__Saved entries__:
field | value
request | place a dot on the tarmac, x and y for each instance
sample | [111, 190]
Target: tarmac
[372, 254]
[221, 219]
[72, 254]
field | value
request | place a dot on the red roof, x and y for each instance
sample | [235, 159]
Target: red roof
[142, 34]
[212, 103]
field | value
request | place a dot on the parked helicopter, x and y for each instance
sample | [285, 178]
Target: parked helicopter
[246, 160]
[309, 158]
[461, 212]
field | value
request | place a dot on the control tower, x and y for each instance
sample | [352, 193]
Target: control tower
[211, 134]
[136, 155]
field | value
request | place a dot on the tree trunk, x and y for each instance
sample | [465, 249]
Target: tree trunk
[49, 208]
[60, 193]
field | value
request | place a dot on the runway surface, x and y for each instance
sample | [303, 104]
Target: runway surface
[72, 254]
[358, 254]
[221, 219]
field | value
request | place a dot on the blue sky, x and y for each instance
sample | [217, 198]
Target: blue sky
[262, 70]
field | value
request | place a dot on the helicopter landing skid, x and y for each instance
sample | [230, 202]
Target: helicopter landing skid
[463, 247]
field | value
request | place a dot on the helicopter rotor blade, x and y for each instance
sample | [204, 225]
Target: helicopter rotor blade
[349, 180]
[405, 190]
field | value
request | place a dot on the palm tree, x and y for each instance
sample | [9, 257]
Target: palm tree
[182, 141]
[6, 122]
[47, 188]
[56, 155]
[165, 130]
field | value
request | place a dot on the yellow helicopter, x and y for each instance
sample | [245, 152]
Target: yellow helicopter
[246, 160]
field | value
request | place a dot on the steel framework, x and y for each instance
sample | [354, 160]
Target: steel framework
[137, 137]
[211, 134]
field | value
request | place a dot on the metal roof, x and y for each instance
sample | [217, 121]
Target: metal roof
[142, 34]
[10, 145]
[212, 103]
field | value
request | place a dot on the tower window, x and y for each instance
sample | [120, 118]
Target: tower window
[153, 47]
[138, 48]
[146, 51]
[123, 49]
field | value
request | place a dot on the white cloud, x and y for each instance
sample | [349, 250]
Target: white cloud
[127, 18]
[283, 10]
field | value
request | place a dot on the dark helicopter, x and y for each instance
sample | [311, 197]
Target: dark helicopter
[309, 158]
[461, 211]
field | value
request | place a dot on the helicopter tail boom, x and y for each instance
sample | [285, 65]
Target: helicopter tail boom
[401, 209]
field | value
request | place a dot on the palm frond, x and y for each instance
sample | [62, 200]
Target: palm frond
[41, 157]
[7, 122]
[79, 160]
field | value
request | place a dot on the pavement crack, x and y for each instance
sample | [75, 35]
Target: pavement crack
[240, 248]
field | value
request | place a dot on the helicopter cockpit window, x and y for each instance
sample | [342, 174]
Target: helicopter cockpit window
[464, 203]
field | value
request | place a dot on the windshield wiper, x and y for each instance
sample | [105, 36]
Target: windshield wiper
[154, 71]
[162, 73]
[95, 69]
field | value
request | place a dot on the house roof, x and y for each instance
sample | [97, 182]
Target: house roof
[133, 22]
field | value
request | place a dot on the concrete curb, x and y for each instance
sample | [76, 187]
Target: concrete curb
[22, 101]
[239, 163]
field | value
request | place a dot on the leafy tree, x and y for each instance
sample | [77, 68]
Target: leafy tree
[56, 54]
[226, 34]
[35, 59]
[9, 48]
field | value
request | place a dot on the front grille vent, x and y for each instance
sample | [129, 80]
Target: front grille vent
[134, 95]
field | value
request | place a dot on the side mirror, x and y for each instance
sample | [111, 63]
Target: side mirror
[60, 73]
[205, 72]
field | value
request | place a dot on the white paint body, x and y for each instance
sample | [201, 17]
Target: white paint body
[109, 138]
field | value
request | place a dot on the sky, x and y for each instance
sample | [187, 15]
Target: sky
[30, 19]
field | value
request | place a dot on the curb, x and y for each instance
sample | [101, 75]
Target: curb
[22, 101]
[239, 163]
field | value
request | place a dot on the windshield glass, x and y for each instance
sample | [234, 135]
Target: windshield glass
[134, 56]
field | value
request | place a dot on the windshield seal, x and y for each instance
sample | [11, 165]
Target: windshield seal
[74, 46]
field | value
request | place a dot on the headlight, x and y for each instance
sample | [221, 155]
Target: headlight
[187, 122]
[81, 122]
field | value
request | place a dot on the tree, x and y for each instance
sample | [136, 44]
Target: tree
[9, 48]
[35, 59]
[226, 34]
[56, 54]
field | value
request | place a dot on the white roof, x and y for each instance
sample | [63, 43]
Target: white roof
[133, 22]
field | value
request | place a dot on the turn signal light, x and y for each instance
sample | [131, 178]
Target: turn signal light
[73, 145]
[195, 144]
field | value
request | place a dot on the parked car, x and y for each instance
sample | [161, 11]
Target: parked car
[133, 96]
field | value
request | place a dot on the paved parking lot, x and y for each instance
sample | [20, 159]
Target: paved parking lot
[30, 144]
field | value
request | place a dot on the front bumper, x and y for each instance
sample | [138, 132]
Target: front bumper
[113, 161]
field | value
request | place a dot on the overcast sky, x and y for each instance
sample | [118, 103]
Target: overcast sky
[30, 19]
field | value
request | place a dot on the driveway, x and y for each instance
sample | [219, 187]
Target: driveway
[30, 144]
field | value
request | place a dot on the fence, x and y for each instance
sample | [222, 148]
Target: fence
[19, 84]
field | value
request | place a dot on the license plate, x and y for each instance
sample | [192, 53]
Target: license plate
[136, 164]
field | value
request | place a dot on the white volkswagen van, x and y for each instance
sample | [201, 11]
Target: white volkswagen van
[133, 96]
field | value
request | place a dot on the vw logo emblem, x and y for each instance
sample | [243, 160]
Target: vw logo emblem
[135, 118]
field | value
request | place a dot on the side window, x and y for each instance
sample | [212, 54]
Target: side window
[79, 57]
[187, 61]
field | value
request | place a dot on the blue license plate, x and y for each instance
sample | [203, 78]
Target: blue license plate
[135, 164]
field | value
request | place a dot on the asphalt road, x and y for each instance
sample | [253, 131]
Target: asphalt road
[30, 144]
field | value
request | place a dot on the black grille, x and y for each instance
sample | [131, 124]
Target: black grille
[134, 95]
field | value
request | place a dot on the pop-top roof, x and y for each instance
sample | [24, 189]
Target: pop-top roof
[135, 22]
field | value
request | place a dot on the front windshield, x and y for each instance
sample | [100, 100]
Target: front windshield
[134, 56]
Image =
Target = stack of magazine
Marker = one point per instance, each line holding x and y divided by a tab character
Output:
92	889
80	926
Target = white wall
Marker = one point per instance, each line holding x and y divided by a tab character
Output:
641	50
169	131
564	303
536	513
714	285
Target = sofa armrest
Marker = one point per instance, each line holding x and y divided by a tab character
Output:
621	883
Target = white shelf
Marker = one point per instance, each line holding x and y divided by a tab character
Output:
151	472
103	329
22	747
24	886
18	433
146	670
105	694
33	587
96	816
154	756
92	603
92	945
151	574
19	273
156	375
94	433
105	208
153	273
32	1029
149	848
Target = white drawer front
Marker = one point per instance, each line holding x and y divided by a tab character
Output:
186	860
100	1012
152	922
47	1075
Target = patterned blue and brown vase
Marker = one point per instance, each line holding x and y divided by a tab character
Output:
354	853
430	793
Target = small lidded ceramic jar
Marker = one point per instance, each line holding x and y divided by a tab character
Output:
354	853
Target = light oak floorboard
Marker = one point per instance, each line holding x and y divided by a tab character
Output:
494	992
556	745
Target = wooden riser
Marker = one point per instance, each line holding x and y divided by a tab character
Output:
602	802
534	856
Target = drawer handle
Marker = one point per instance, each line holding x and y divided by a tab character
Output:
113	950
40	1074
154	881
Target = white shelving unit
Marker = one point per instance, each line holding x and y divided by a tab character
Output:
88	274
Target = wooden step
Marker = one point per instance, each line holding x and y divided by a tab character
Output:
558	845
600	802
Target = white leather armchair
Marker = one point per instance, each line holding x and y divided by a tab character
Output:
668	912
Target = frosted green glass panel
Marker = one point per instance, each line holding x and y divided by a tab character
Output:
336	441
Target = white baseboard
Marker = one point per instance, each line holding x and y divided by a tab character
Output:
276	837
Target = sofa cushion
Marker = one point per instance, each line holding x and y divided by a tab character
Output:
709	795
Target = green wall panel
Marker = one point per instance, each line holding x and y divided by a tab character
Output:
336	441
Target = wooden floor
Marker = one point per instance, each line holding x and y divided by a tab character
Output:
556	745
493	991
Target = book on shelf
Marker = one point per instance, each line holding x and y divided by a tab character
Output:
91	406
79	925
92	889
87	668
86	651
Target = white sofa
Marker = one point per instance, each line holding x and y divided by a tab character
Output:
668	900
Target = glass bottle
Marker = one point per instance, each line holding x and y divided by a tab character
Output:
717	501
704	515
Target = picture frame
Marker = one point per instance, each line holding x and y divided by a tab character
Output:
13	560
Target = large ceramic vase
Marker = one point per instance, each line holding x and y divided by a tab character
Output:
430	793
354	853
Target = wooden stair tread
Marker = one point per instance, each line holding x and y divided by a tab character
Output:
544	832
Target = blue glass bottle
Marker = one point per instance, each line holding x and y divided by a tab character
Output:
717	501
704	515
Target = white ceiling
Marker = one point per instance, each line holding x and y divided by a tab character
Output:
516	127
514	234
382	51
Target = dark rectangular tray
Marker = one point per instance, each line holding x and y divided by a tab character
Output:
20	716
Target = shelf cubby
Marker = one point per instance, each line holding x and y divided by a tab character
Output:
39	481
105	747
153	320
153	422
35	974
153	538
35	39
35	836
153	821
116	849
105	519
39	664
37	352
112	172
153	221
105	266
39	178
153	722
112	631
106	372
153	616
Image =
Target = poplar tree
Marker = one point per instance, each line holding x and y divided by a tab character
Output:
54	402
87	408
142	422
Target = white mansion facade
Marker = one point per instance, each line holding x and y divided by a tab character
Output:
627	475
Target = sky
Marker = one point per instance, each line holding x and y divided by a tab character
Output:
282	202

__Aim of the exercise__: For this exercise, repeat exactly the lines of the data above from the one with "request | place a dot on the front windshield, x" down to the one with "Target = white shelf", both end lines included.

__Output of the task__:
request | place a dot on the front windshield, x and y for each instance
sample | [100, 100]
Target: front windshield
[134, 56]
Image =
Target = stack of magazine
Marker = one point per instance, each line holding x and y divided by a tab character
Output:
92	889
80	926
Target = white wall
Marker = one point per instance, each line holding x and y divided by a tab character
Output:
641	50
169	131
564	303
536	513
714	285
Target = sofa armrest
Marker = one point per instance, each line holding x and y divided by a tab character
Output:
621	883
Target = white shelf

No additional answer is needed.